Please give the data below again in full, exactly as it stands.

#####

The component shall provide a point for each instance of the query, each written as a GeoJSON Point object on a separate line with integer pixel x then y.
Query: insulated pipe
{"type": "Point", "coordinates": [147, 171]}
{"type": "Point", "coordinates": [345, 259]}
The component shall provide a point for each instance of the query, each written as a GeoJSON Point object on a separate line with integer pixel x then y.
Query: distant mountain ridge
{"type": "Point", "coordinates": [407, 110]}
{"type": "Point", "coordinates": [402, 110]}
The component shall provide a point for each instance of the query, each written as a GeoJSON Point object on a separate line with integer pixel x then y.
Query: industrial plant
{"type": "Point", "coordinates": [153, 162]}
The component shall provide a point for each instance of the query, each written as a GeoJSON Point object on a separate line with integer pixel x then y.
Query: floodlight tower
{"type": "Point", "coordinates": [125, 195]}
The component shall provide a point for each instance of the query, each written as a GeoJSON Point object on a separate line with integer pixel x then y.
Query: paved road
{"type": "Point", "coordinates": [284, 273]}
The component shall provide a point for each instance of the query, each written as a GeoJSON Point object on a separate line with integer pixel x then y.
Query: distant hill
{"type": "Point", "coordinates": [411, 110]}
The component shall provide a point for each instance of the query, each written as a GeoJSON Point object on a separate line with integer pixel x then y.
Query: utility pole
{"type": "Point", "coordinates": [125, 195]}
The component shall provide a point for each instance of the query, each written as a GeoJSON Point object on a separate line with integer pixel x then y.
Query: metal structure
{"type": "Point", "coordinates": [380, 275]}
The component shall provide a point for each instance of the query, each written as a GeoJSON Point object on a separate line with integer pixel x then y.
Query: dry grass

#####

→ RESULT
The component shall provide a point for each instance of the query, each written as a GeoJSON Point object on a separate line with integer pixel x then y.
Query: insulated pipe
{"type": "Point", "coordinates": [147, 171]}
{"type": "Point", "coordinates": [345, 259]}
The component shall provide a point for each instance of the query, each written as a GeoJSON Point object on a separate line with integer pixel x then y.
Query: distant mountain ridge
{"type": "Point", "coordinates": [407, 110]}
{"type": "Point", "coordinates": [402, 110]}
The component shall provide a point for each instance of the query, each written as a GeoJSON Point object on a separate line with integer pixel x then y.
Query: industrial plant
{"type": "Point", "coordinates": [153, 162]}
The component shall provide a point for each instance of the query, each written as a GeoJSON Point object on a separate line with integer pixel x then y.
Query: floodlight tower
{"type": "Point", "coordinates": [125, 195]}
The component shall provide a point for each instance of the query, each written as a GeoJSON Point object on a separate line with integer pixel x then y.
Query: paved road
{"type": "Point", "coordinates": [284, 273]}
The component shall provide a point for each instance of the query, each written as a GeoJSON Point object on a separate line with integer pixel x then y.
Query: distant hill
{"type": "Point", "coordinates": [411, 110]}
The component shall provide a point for each instance of the query, each written as a GeoJSON Point object on a separate line with integer pixel x then y.
Query: utility pole
{"type": "Point", "coordinates": [125, 195]}
The component shall provide a point for each instance of the query, each written as a GeoJSON Point object on a separate line with integer pixel x then y.
Query: metal structure
{"type": "Point", "coordinates": [380, 275]}
The component shall provide a point for each instance of the query, each written as a GeoJSON Point object on a separate line with integer pixel x then y.
Query: dry grass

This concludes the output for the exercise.